▶ Énoncé A
Dans le texte sur le rapport de la Cour des comptes, réécrivez sous forme de liste le paragraphe commençant par « Le montant des ressources totales de la Région », en conservant ses principaux faits.

▶ Texte du document
━━━━

Le montant des ressources totales de la Région s'élève bien à 614 M€ comme rappelé dans l'annexe 9 du rapport complet, mais le montant des dotations toutes sections confondues en 2013 n'est pas de 250 M€, mais 282 M€, soit un ratio de 46,05 %, qui situe la Région Basse-Normandie au-dessus de la moyenne de France métropolitaine.

Il me semble important que cette correction soit apportée à votre rapport. Mes services se tiennent à votre disposition pour vous apporter tous les éléments complémentaires que vous jugeriez nécessaires."

Vérification faite, page 158, le chiffre de 41,5 % n'a pas été modifié !

Une correction factuelle demandée par la Maire de Paris en page 392 a quant à elle bien été prise en considération.

III. Un rapport très contesté par les administrations et collectivités concernées

Très peu d'articles de presse relaient le contenu des réponses contenues dans le rapport de la Cour des Comptes.

InvestigationFin en prend connaissance systématiquement.

J'ai été particulièrement surpris de la vigueur des contestations.

Extraits des contestations

p264 RÉPONSE DU PRÉSIDENT DE L’ASSOCIATION DES REGIONS DE FRANCE (ARF)

"J'aurais apprécié que vous fassiez mention de cette différence profonde qui n'est pas que sémantique"

p272 RÉPONSE DU PRÉSIDENT DE L’ASSOCIATION DES MAIRES DE FRANCE (AMF)

━━━━

▶ Liste
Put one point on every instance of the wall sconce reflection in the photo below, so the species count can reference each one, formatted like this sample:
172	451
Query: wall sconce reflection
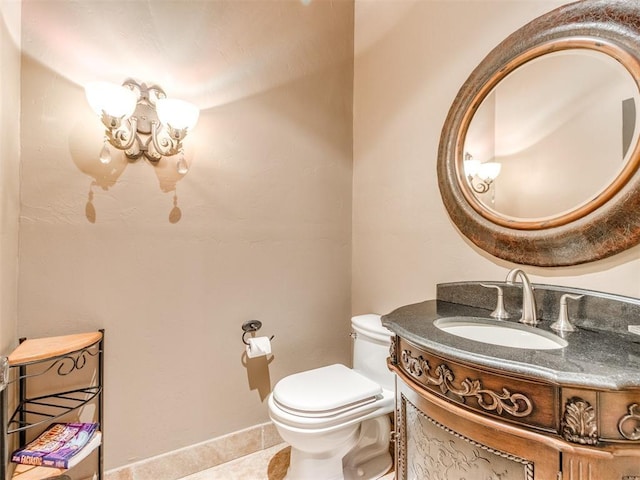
480	175
142	121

━━━━

▶ Énoncé B
Transcrivez à l'identique toutes les lignes des enregistrements ci-dessus, en omettant les images.

▶ Réponse rédigée A
- Les ressources totales de la Région s'élèvent bien à 614 M€, comme l'indique l'annexe 9 du rapport complet.
- En 2013, les dotations toutes sections confondues atteignent 282 M€, et non 250 M€.
- Cela correspond à un ratio de 46,05 %, qui place la Région Basse-Normandie au-dessus de la moyenne de France métropolitaine.

▶ Réponse rédigée B
Put one point on every instance of the wall sconce reflection in the photo below, so the species count can reference each one, formatted like this sample:
172	451
Query: wall sconce reflection
480	175
142	121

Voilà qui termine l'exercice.